──────── Input rows

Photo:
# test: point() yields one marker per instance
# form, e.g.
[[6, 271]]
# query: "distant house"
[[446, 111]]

────────────────
──────── Input rows

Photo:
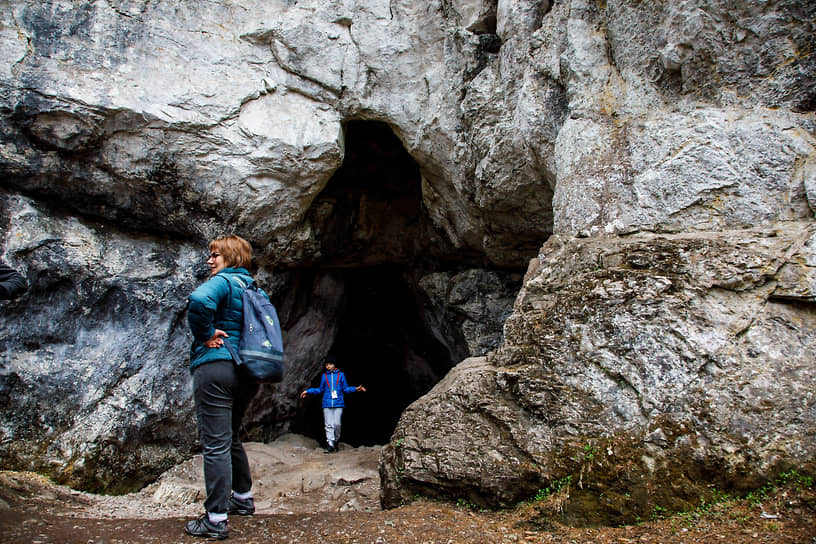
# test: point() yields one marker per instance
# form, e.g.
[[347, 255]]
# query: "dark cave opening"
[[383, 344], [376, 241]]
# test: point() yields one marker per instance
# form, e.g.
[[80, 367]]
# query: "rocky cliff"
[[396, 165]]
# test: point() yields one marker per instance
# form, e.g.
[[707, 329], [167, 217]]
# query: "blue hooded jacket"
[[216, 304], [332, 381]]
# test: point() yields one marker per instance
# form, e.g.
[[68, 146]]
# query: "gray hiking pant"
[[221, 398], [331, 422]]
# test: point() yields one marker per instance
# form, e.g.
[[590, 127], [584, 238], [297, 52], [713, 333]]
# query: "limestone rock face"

────────────────
──────── Input rows

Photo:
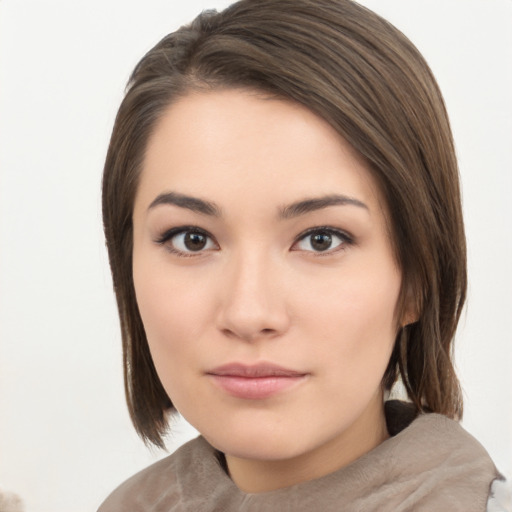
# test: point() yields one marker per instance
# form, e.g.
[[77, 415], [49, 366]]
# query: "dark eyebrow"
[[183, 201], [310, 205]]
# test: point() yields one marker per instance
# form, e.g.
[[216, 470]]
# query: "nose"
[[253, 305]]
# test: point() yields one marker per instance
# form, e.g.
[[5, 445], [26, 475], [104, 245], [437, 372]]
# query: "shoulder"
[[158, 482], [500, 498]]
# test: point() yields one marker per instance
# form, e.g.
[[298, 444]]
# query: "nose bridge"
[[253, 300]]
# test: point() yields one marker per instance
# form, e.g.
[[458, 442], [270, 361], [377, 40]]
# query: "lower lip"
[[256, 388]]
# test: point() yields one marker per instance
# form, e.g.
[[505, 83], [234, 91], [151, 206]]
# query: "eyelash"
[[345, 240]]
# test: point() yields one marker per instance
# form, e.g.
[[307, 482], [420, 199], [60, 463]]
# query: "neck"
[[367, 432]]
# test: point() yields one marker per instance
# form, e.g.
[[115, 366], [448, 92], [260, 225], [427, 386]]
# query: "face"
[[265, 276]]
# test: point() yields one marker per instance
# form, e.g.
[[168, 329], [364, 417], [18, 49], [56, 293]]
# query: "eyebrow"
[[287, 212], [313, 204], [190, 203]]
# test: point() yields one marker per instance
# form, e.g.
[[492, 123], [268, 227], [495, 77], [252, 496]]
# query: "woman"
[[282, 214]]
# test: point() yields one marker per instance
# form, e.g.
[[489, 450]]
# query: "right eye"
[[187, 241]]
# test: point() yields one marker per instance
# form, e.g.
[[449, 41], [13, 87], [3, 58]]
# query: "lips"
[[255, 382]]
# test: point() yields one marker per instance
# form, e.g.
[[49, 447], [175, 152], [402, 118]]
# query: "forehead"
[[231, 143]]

────────────────

● What the task requires
Count the lines in the material above that contain the word "dark". Reply with the number only.

● Task output
2